TEXT SHOWN:
ASK THE AGENT

I am considering buying an off-plan property. How do I determine its potential versus buying an established property with a history of returns?

The fundamentals still apply. Make sure that an off-plan purchase is consistent with your property portfolio strategy. Location is critical and cannot be underestimated. The asset type is also important. Be smart about the “product” that you buy. Look for certain property types in locations which you believe will be keenly sought in the future. You need to do some careful financial analysis which will enable you to determine the value of the discount that you anticipate receiving by buying off-plan. Check easy payment plans which can ensure you limit your capital exposure before completion. You also need to be conversant with financial concepts such as NPV (Net Present Value) and IRR (internal Rate of Return) to guide you when you make your decision.

 

I am thinking of adding property to my other investments, but have no prior experience. What advice can you give?

Investing in property is all about recognizing and capitalizing on opportunities that are consistent and supportive to your overall wealth accumulation objectives. You must have some knowledge about the investment you are getting. You may not be an expert, but you need to be able to communicate knowledgeably with the experts. You must have a clear understanding of what you are trying to achieve and what role your property portfolio will play within a larger diversified portfolio. What is your source of finance and where do the greatest risks lie in the event of an economic downturn? How liquid might you need to be? All these questions need to be addressed. Finally, you need to be able to identify, engage and work with a professional in the industry. Selection of the right agency is a skill in itself and it’s up to you to choose wisely.

COMPLETE THE FOLLOWING:
a - In the property advice column, which two financial concepts should an off-plan buyer know?
b - Copy the property advice column word for word from "ASK THE AGENT" to "history of returns?".
Answer using only the property advice column.

[Region descriptions in natural language]
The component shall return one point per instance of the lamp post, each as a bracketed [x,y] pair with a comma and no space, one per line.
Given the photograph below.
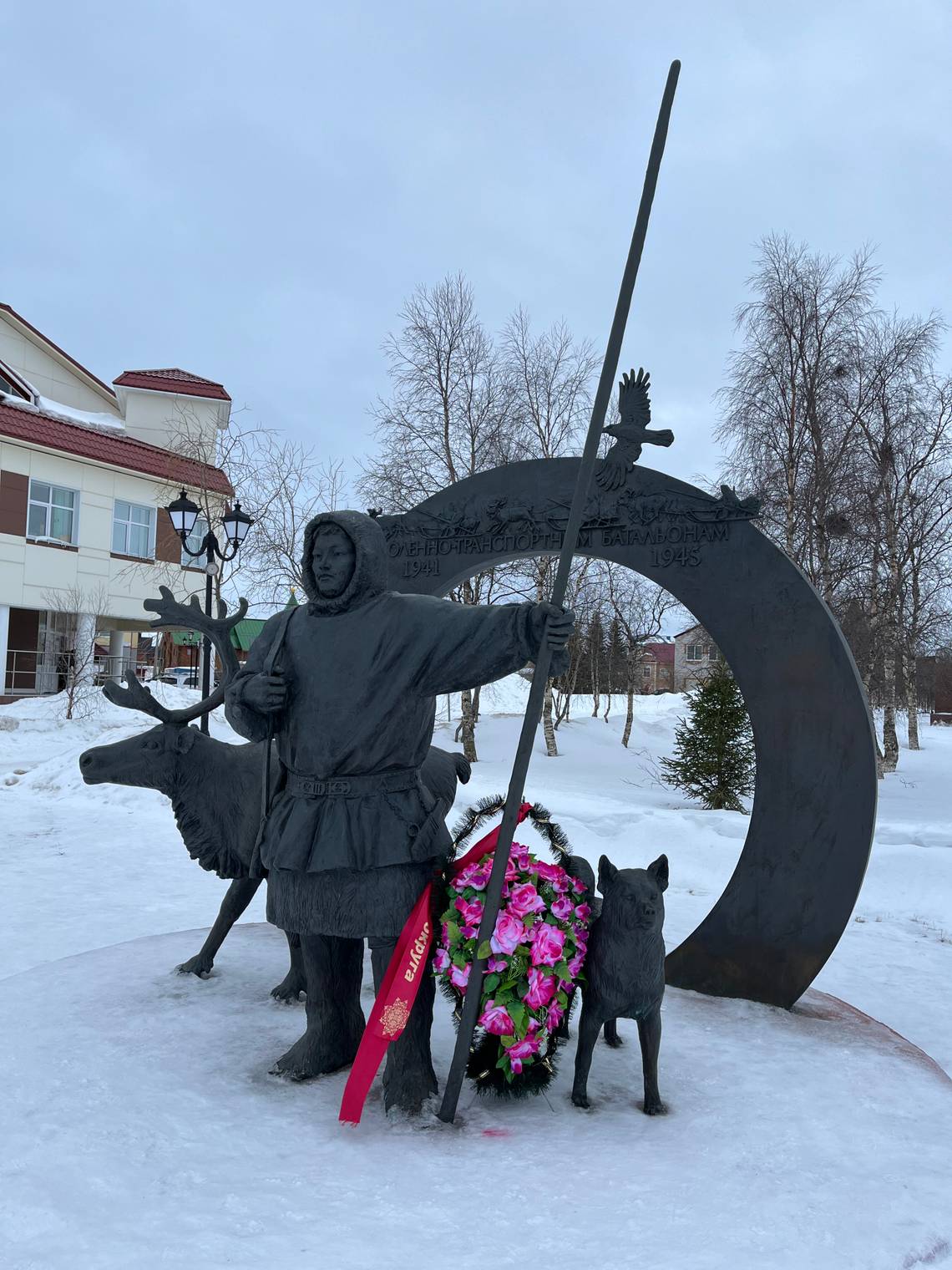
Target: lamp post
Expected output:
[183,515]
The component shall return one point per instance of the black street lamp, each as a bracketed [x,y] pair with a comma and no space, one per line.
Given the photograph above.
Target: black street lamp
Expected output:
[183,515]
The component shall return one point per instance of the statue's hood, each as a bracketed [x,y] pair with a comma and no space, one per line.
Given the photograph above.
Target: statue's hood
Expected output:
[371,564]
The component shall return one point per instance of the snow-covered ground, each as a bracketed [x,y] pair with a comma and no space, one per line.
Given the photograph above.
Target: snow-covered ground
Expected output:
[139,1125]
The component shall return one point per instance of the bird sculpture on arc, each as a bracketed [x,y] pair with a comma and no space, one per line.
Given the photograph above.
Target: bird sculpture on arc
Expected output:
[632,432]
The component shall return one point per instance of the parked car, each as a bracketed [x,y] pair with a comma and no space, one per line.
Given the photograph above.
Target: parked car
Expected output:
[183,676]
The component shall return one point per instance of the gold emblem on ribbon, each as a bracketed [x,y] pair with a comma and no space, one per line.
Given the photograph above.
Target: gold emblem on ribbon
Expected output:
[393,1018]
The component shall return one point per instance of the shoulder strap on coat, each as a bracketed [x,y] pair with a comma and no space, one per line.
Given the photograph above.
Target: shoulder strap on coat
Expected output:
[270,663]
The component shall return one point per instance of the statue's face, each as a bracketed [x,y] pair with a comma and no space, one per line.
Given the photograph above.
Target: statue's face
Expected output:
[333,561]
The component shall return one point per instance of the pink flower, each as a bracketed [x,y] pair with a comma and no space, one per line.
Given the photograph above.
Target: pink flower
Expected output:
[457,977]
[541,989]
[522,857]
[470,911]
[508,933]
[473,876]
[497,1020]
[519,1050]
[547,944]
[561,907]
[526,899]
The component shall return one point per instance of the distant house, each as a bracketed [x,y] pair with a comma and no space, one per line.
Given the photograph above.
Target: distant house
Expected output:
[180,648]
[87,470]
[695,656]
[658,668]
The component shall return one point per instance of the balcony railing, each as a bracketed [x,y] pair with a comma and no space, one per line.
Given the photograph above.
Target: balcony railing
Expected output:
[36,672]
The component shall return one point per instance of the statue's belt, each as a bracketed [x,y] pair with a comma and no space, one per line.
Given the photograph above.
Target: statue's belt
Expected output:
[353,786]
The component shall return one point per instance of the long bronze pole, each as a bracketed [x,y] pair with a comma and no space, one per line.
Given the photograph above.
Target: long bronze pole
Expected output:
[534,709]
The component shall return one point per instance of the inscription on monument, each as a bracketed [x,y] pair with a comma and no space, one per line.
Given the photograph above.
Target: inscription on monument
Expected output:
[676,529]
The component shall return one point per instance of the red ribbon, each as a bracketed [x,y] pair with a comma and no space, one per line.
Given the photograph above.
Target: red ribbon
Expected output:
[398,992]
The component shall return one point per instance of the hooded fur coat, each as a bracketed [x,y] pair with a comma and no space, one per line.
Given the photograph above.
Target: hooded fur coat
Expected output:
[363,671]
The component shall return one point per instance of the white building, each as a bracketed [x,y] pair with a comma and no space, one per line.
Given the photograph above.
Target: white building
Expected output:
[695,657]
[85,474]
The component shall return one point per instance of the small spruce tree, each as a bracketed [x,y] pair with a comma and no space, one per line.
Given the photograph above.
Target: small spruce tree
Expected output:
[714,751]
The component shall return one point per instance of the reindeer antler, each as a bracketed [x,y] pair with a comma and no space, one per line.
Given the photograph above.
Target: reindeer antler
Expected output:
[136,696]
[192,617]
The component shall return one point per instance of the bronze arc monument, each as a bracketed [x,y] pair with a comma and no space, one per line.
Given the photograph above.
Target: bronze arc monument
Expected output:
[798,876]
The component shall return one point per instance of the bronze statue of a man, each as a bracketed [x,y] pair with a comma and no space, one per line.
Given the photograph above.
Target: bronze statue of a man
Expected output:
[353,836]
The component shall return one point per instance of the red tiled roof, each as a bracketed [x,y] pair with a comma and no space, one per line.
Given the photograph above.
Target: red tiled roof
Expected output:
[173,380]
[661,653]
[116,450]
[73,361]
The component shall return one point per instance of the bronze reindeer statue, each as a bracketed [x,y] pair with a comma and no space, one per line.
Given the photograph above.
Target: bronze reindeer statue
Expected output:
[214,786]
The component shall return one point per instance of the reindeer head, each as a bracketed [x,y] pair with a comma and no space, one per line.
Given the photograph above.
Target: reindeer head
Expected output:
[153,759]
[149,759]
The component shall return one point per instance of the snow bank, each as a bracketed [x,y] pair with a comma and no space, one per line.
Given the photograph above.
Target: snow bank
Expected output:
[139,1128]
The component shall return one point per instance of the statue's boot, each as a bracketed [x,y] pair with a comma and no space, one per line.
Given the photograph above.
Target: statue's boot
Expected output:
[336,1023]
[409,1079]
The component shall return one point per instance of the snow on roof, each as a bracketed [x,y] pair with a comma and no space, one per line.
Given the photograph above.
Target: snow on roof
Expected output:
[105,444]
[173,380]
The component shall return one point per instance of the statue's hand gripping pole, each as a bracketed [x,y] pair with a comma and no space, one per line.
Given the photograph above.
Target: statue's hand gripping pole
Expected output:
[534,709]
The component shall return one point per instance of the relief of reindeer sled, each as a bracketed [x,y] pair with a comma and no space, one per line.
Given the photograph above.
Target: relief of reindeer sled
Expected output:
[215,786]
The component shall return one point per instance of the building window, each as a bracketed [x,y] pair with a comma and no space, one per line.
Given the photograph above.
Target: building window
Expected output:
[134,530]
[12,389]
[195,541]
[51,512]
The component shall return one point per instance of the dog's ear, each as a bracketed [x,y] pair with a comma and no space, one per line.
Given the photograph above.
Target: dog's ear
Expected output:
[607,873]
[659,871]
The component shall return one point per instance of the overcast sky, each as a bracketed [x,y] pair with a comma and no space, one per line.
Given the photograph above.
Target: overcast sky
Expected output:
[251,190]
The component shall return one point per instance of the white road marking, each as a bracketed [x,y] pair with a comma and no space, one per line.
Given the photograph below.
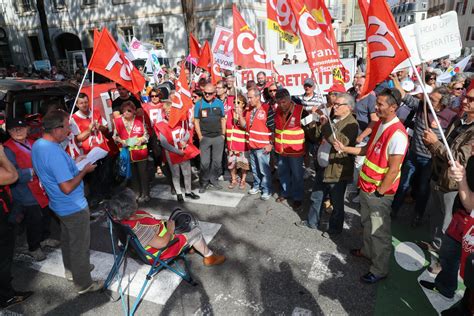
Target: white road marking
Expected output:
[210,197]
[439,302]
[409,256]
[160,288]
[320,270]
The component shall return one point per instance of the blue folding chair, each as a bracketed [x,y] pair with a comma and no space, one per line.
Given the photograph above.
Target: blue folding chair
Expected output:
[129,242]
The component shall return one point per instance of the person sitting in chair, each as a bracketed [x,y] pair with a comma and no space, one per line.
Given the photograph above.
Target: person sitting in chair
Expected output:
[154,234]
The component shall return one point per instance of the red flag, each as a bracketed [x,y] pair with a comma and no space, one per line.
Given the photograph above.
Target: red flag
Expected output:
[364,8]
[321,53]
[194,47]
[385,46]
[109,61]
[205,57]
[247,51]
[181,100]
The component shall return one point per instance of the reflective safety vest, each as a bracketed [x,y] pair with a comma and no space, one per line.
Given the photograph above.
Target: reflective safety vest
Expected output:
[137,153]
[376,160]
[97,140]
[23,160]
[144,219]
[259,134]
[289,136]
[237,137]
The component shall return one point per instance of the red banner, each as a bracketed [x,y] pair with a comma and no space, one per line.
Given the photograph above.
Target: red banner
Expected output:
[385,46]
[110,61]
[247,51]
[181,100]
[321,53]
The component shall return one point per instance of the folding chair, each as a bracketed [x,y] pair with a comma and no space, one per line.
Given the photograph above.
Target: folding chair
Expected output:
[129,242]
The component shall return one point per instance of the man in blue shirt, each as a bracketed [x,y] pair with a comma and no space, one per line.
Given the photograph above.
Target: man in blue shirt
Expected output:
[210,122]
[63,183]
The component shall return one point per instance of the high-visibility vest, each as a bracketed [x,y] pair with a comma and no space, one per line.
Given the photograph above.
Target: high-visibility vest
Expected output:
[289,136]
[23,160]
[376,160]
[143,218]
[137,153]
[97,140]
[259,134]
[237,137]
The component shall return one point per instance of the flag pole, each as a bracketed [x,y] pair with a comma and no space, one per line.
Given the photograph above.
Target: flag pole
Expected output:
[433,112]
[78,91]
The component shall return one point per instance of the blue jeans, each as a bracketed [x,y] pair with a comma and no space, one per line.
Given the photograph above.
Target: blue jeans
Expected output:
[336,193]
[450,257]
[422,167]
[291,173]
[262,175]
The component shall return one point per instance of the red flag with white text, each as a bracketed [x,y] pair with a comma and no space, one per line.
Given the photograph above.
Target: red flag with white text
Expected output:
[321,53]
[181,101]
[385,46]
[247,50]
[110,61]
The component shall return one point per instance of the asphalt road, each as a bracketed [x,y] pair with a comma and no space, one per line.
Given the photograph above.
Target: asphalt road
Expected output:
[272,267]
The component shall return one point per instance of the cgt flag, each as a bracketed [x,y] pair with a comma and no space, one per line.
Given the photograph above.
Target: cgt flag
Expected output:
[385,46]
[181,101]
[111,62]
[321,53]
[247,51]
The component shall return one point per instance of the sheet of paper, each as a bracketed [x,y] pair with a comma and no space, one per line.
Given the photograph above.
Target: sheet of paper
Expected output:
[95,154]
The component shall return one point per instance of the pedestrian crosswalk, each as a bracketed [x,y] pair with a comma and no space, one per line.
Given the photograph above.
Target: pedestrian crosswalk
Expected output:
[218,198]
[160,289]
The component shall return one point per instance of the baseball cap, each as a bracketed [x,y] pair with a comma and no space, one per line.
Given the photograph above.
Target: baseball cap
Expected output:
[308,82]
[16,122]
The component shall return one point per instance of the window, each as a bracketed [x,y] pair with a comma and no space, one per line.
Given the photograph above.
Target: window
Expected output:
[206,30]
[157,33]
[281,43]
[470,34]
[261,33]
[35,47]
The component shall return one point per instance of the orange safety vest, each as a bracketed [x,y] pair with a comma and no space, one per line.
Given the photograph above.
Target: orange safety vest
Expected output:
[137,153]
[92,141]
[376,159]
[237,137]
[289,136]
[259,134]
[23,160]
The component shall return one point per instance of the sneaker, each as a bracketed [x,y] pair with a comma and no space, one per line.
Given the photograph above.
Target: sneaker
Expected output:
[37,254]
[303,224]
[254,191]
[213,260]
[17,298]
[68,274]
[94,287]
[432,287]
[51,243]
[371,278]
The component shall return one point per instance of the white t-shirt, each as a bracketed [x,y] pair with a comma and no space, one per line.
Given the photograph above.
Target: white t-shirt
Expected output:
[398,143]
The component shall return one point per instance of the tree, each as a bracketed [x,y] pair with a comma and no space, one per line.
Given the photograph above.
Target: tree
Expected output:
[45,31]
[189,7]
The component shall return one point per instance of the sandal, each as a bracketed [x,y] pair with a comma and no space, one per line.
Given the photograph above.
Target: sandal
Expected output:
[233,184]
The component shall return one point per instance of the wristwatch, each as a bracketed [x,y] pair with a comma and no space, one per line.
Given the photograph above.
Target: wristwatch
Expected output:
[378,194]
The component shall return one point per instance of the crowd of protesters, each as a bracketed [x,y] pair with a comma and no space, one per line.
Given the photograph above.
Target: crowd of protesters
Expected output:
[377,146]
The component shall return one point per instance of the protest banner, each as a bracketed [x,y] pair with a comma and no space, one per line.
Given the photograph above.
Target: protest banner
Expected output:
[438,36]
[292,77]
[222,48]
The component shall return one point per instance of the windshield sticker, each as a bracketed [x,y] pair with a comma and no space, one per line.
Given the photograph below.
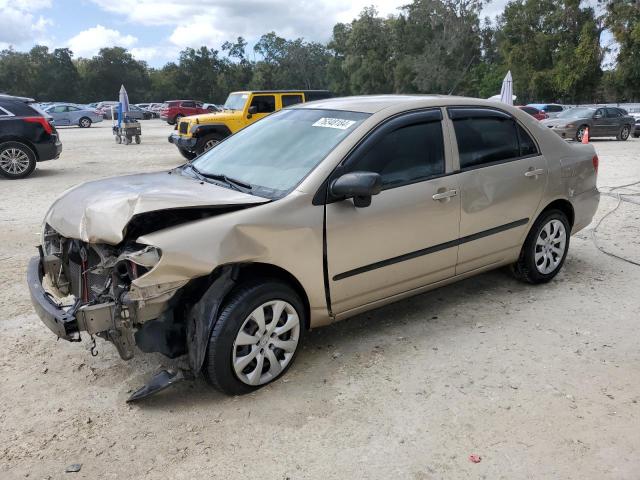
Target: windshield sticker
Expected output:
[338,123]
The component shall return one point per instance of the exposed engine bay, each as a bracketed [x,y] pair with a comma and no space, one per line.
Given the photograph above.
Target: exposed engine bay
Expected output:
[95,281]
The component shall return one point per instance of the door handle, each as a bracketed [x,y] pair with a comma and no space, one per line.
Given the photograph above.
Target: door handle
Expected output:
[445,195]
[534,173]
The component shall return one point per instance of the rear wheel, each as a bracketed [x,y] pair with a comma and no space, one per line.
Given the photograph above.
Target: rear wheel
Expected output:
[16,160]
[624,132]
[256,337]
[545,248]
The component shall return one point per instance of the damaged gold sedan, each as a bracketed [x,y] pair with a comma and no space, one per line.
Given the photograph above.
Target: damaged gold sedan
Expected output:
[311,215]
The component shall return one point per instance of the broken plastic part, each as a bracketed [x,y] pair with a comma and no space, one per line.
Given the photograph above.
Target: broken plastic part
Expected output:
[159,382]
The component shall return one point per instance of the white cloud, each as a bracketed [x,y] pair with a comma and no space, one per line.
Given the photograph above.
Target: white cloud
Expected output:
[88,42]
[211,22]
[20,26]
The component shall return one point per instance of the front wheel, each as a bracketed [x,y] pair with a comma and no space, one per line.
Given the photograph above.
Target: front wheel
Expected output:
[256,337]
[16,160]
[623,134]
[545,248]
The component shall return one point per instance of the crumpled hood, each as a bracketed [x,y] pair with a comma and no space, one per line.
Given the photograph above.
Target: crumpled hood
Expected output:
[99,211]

ANSWERS IN ORDER:
a - NPV (Net Present Value) and IRR (internal Rate of Return).

b -
ASK THE AGENT

I am considering buying an off-plan property. How do I determine its potential versus buying an established property with a history of returns?